GOAL: From the line that includes "For each instance of the truck cab, set" to the last line of the records, inclusive, repeat each line exactly.

Stored dataset items:
-- BEGIN --

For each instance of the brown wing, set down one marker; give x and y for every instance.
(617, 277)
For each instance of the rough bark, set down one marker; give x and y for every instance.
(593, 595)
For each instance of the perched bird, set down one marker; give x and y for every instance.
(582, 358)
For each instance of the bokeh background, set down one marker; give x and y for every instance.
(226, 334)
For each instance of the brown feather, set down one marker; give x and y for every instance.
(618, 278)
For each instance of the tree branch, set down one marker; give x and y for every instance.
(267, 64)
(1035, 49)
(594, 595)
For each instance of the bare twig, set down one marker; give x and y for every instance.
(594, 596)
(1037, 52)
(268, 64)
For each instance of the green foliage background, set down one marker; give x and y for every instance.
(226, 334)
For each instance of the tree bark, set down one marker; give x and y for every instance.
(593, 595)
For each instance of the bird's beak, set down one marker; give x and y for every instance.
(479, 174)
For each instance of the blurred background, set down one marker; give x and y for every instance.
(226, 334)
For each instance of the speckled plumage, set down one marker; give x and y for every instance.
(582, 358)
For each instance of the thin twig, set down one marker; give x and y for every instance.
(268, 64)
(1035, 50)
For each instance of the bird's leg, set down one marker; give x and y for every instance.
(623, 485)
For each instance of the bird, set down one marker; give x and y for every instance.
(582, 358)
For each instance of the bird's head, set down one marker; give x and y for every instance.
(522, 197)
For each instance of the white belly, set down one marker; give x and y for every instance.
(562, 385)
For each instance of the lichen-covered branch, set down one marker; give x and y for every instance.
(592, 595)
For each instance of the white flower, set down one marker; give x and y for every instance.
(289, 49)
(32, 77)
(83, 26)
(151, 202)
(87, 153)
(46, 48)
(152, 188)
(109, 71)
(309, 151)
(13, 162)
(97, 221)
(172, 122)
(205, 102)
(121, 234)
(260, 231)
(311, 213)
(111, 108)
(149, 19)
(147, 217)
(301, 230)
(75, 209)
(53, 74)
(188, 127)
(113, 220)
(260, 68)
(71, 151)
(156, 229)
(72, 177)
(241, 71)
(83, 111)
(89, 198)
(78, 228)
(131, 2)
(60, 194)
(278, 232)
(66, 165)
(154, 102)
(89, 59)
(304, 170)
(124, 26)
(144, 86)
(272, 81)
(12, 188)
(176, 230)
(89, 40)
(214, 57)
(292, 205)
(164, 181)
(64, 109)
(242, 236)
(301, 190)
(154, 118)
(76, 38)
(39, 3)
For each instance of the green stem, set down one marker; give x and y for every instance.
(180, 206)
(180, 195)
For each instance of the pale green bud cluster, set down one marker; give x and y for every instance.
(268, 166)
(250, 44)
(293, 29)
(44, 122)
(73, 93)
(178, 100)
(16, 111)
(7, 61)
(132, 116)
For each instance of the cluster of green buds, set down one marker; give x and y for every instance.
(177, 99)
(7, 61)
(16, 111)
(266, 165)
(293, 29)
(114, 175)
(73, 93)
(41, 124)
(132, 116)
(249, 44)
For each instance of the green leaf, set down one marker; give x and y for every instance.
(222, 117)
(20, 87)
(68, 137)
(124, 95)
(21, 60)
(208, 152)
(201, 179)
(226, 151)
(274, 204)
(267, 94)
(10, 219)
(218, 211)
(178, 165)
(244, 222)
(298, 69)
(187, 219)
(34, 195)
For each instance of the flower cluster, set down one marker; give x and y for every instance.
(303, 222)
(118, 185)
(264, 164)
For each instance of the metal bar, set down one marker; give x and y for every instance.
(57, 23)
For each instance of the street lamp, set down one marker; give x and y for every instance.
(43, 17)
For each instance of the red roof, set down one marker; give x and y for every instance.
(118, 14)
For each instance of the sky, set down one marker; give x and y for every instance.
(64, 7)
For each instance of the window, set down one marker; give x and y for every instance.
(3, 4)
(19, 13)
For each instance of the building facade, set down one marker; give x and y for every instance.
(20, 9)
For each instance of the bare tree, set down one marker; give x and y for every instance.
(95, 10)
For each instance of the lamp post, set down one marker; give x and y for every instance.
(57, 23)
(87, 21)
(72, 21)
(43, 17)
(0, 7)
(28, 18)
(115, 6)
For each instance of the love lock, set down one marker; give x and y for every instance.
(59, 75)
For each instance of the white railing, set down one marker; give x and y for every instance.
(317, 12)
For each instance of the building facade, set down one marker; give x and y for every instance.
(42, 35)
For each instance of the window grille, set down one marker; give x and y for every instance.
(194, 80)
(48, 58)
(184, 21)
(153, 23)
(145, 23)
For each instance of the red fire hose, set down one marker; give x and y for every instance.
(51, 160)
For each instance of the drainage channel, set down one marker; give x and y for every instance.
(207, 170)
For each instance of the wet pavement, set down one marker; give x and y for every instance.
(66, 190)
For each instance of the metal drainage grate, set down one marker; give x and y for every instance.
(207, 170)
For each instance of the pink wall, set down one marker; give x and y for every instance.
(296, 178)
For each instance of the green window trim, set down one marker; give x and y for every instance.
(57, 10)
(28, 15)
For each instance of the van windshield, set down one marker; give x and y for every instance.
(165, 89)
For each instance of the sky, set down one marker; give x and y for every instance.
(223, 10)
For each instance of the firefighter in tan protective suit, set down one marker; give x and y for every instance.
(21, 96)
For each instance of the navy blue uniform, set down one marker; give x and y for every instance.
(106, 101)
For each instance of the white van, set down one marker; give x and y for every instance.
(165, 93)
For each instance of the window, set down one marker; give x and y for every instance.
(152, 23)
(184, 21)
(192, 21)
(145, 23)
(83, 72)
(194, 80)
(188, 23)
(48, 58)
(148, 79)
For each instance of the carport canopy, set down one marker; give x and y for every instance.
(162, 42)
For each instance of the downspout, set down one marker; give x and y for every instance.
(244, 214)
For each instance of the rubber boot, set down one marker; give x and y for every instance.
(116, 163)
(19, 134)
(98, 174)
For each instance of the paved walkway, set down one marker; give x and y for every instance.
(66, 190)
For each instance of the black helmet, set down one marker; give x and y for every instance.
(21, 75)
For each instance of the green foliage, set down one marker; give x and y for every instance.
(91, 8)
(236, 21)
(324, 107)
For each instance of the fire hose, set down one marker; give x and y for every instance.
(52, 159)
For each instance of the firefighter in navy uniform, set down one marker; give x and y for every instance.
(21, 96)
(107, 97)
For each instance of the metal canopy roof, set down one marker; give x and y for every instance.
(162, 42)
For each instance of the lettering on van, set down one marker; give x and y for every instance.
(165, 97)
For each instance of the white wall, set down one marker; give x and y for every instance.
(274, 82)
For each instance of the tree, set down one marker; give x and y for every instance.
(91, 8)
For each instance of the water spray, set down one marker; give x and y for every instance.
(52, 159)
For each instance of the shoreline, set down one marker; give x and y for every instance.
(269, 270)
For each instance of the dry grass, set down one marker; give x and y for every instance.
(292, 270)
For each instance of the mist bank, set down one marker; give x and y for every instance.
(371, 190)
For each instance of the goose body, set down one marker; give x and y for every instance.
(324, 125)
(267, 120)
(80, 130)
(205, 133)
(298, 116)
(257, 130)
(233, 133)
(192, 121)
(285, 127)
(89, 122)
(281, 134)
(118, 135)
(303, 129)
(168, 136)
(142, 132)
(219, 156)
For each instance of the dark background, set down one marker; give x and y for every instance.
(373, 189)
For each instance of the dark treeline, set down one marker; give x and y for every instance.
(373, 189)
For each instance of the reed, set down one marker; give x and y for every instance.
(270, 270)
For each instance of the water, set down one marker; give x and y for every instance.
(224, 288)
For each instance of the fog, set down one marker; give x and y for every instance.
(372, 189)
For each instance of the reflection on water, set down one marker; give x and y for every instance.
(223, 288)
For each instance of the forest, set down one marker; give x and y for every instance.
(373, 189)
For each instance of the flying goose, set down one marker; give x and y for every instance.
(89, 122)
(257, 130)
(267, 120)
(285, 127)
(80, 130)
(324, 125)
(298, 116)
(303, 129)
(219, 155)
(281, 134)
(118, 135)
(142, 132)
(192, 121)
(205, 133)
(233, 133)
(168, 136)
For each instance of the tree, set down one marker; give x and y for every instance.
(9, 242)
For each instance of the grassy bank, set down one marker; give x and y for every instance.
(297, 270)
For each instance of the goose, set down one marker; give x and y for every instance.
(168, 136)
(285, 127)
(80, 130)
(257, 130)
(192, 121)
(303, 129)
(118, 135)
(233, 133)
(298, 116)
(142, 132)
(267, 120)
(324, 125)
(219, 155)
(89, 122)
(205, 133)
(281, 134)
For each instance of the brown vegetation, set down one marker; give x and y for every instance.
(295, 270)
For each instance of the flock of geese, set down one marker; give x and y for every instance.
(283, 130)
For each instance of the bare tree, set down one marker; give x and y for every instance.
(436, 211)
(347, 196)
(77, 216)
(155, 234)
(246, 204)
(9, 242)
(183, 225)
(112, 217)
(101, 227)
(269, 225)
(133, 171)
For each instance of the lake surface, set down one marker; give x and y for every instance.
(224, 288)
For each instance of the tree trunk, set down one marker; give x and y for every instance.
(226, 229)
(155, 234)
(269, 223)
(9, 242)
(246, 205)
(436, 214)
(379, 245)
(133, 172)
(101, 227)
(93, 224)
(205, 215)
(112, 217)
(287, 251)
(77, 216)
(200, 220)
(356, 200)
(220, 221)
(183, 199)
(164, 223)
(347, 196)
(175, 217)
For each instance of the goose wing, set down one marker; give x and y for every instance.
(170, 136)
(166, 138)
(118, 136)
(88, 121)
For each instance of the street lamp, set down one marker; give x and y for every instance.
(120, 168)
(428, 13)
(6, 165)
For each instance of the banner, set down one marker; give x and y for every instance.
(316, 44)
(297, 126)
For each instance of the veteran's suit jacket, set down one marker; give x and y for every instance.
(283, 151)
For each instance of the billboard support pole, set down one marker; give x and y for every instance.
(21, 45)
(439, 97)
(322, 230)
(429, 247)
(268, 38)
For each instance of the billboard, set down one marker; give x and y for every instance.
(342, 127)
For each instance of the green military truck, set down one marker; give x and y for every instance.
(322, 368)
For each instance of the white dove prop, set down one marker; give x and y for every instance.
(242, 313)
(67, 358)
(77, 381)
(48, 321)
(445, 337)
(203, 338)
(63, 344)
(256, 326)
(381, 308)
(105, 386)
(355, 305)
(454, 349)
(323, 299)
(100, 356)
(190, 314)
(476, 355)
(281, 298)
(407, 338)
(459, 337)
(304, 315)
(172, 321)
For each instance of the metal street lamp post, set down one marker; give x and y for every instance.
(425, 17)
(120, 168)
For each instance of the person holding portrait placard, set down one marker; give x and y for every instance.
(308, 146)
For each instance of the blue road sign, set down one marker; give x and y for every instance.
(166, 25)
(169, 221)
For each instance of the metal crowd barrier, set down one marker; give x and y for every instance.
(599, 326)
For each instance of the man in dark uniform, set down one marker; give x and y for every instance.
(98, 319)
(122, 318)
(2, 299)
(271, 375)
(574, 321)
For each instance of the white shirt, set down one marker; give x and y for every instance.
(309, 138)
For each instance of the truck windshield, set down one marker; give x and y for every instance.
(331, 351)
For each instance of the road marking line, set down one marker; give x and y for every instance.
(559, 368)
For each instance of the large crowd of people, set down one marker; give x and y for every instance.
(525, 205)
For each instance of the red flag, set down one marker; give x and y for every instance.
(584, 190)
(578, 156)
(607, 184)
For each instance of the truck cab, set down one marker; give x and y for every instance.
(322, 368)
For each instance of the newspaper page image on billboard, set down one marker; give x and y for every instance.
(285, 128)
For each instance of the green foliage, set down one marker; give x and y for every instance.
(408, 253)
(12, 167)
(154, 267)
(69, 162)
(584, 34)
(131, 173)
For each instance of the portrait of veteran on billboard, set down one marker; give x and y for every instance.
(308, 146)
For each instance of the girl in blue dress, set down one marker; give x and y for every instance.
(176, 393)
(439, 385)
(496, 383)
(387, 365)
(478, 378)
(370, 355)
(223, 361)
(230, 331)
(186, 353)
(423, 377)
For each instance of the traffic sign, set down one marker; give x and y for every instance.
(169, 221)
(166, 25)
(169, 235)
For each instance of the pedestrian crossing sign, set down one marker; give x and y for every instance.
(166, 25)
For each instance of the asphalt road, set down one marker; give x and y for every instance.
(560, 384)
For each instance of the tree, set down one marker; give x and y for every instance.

-- END --

WORKED SOLUTION:
For each instance of the truck cab, set down one marker; give x and y for every instance.
(322, 368)
For each instance of the newspaper page image on billboard, set down one marker; give x and y for every instance.
(285, 128)
For each instance of the green foliage, set down one marker; give x and y for every instance.
(408, 253)
(12, 167)
(154, 267)
(69, 162)
(584, 34)
(131, 173)
For each instance of the portrait of veteran on billboard, set down one marker; give x and y for every instance.
(308, 146)
For each instance of the girl in blue dress, set down one marker; give x and y for every instance.
(176, 393)
(439, 385)
(496, 383)
(387, 365)
(478, 378)
(370, 355)
(223, 361)
(230, 331)
(186, 353)
(423, 377)
For each instance of the traffic sign, set down one marker; give x and y for every instance.
(169, 221)
(166, 25)
(169, 235)
For each instance of the pedestrian crossing sign, set down one marker; give x and y for every instance.
(166, 25)
For each instance of the asphalt road, set down one marker; give x and y for every instance.
(560, 384)
For each instance of the tree, set down one marker; give x and y for every instance.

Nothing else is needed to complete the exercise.